--- begin DOCUMENT EXCERPT ---
RDS Multi-AZ Instance Deployment

RDS Multi-AZ DB Cluster Deployment

  • RDS Multi-AZ DB cluster deployment is a high-availability deployment mode of RDS with two readable standby DB instances.
  • RDS Multi-AZ DB cluster has a writer DB instance and two reader DB instances in three separate AZs in the same AWS Region.
  • With a Multi-AZ DB cluster, RDS semi-synchronously replicates data from the writer DB instance to both of the reader DB instances using the DB engine’s native replication capabilities.
  • Multi-AZ DB clusters provide high availability, increased capacity for read workloads, and lower write latency when compared to Multi-AZ DB instance deployments.
  • If an event of an outage, RDS manages failover from the writer DB instance to one of the reader DB instances. RDS does this based on which reader DB instance has the most recent change record.

RDS Mulit-AZ DB Cluster

Multi-AZ DB Instance vs Multi-AZ DB Cluster

RDS Multi-AZ DB Instance vs DB Cluster

RDS Multi-AZ vs Read Replicas

RDS Mulit-AZ vs Multi-Region vs Read Replicas

AWS Certification Exam Practice Questions

  • Questions are collected from Internet and the answers are marked as per my knowledge and understanding (which might differ with yours).
  • AWS services are updated everyday and both the answers and questions might be outdated soon, so research accordingly.
  • AWS exam questions are not updated to keep up the pace with AWS updates, so even if the underlying feature has changed the question might not be updated
  • Open to further feedback, discussion and correction.
  1. A company is deploying a new two-tier web application in AWS. The company has limited staff and requires high availability, and the application requires complex queries and table joins. Which configuration provides the solution for the company’s requirements?
    1. MySQL Installed on two Amazon EC2 Instances in a single Availability Zone (does not provide High Availability out of the box)
    2. Amazon RDS for MySQL with Multi-AZ
    3. Amazon ElastiCache (Just a caching solution)
    4. Amazon DynamoDB (Not suitable for complex queries and joins)
  2. What would happen to an RDS (Relational Database Service) multi-Availability Zone deployment if the primary DB instance fails?
    1. IP of the primary DB Instance is switched to the standby DB Instance.
    2. A new DB instance is created in the standby availability zone.
    3. The canonical name record (CNAME) is changed from primary to standby.
    4. The RDS (Relational Database Service) DB instance reboots.
  3. Will my standby RDS instance be in the same Availability Zone as my primary?
    1. Only for Oracle RDS types
    2. Yes
    3. Only if configured at launch
    4. No
  4. Is creating a Read Replica of another Read Replica supported?
    1. Only in certain regions
    2. Only with MySQL based RDS
    3. Only for Oracle RDS types
    4. No
  5. A user is planning to set up the Multi-AZ feature of RDS. Which of the below mentioned conditions won’t take advantage of the Multi-AZ feature?
--- end DOCUMENT EXCERPT ---
> _WORK TO DO_
1) According to the RDS Multi-AZ excerpt, how does RDS decide which reader DB instance takes over when the writer DB instance suffers an outage?
2) From the RDS Multi-AZ excerpt, return verbatim the passage between "Multi-AZ DB Instance vs Multi-AZ" and "so research accordingly.", inclusive.
3) Write the next part of the RDS Multi-AZ excerpt, starting after its final sentence.
The data that come next are separate material, independent of the RDS Multi-AZ excerpt.
--- begin DATA ---
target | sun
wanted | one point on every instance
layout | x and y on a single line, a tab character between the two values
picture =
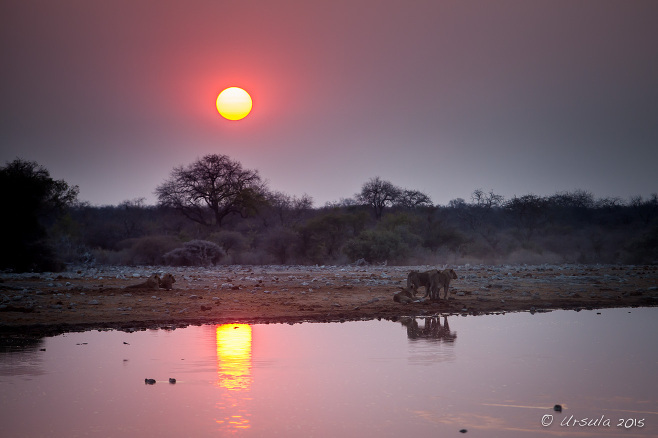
--- end DATA ---
> _ANSWER LIST_
1) RDS fails over to the reader DB instance with the most recent change record.

2)
Multi-AZ DB Instance vs Multi-AZ DB Cluster

RDS Multi-AZ DB Instance vs DB Cluster

RDS Multi-AZ vs Read Replicas

RDS Mulit-AZ vs Multi-Region vs Read Replicas

AWS Certification Exam Practice Questions

  • Questions are collected from Internet and the answers are marked as per my knowledge and understanding (which might differ with yours).
  • AWS services are updated everyday and both the answers and questions might be outdated soon, so research accordingly.

3)
    1. Availability zone outage
    2. A manual failover of the DB instance using Reboot with failover option
    3. Region outage
    4. When the user changes the DB instance’s server type
  6. When you run a DB Instance as a Multi-AZ deployment, the “_____” serves database writes and reads
    1. secondary
    2. backup
    3. stand by
    4. primary
  7. When running my DB Instance as a Multi-AZ deployment, can I use the standby for read or write operations?
    1. Yes
    2. Only with MSSQL based RDS
    3. Only for Oracle RDS instances
    4. No
  8. Read Replicas require a transactional storage engine and are only supported for the _________ storage engine
    1. OracleISAM
    2. MSSQLDB
    3. InnoDB
    4. MyISAM
  9. A user is configuring the Multi-AZ feature of an RDS DB. The user came to know that this RDS DB does not use the AWS technology, but uses server mirroring to achieve replication. Which DB is the user using right now?
    1. MySQL
    2. Oracle
    3. MS SQL
    4. PostgreSQL
  10. If you have chosen Multi-AZ deployment, in the event of a planned or unplanned outage of your primary DB Instance, Amazon RDS automatically switches to the standby replica. The automatic failover mechanism simply changes the ______ record of the main DB Instance to point to the standby DB Instance.
    1. DNAME
    2. CNAME
    3. TXT
    4. MX
  11. When automatic failover occurs, Amazon RDS will emit a DB Instance event to inform you that automatic failover occurred. You can use the _____ to return information about events related to your DB Instance
    1. FetchFailure
    2. DescriveFailure
    3. DescribeEvents
    4. FetchEvents
  12. The new DB Instance that is created when you promote a Read Replica retains the backup window period.
    1. TRUE
    2. FALSE
  13. Will I be alerted when automatic failover occurs?
    1. Only if SNS configured
    2. No
    3. Yes
    4. Only if Cloudwatch configured
  14. Can I initiate a “forced failover” for my MySQL Multi-AZ DB Instance deployment?
    1. Only in certain regions
    2. Only in VPC
    3. Yes
    4. No
  15. A user is accessing RDS from an application. The user has enabled the Multi-AZ feature with the MS SQL RDS DB. During a planned outage how will AWS ensure that a switch from DB to a standby replica will not affect access to the application?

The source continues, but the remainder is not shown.